*Stated problem*: Please pull out every line below that contains the word "microphone". Copy each such line in full.

*Given data*:
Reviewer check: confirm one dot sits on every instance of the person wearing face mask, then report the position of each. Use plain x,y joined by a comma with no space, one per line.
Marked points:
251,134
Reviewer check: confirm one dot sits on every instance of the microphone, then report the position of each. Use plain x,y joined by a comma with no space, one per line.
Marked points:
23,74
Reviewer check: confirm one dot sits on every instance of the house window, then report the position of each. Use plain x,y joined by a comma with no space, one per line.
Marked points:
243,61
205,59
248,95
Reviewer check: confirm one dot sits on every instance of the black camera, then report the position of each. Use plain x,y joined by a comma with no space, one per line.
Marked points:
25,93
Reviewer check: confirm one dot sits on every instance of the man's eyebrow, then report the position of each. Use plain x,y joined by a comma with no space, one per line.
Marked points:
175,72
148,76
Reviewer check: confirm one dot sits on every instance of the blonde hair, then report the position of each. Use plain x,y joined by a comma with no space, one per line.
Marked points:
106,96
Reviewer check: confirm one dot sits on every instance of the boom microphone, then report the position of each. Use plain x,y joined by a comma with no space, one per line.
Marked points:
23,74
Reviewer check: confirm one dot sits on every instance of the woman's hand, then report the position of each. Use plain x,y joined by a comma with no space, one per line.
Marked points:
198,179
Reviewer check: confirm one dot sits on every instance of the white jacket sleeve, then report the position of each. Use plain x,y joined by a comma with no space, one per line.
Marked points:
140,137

...

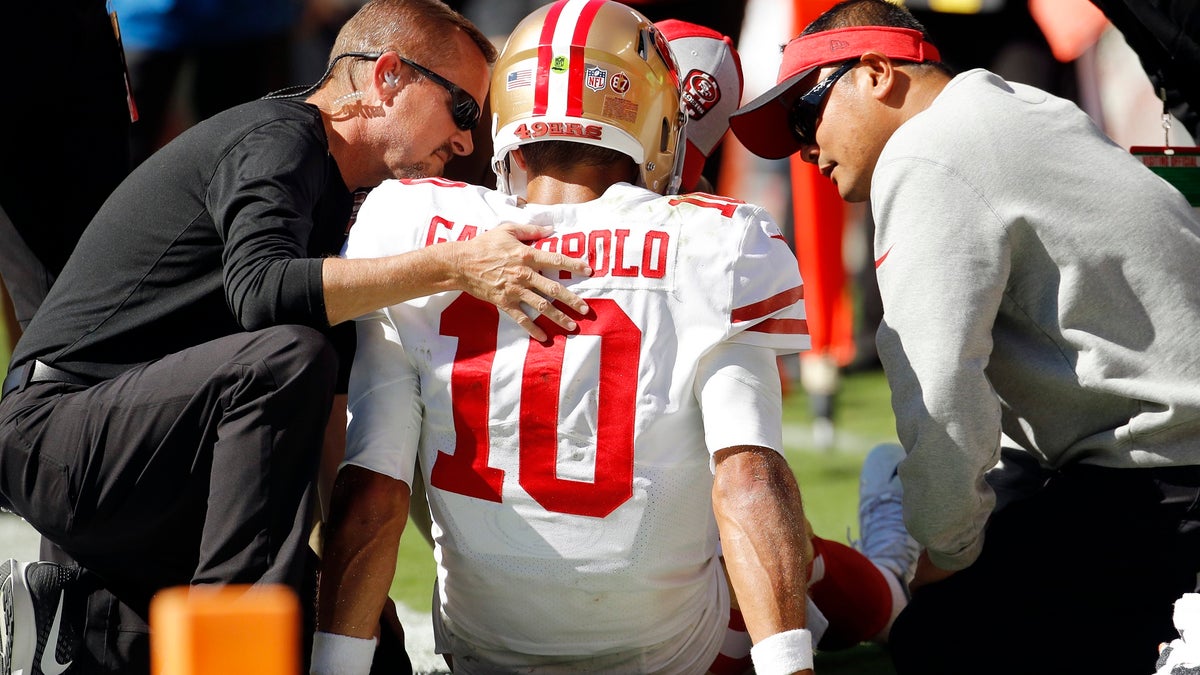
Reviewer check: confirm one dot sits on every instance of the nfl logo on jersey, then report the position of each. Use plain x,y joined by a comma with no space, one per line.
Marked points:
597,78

*Response to the exercise*:
Reviewer check: confirm one dot sits on every instance of the microphone, then report the position of each. Use plain x,y joined by a comma with no space, one per line.
Reviewer check: confirm one dot sits on every instance of the boom microphone, then report the position of each. Use plain x,y joined by a comma with no space, one per line.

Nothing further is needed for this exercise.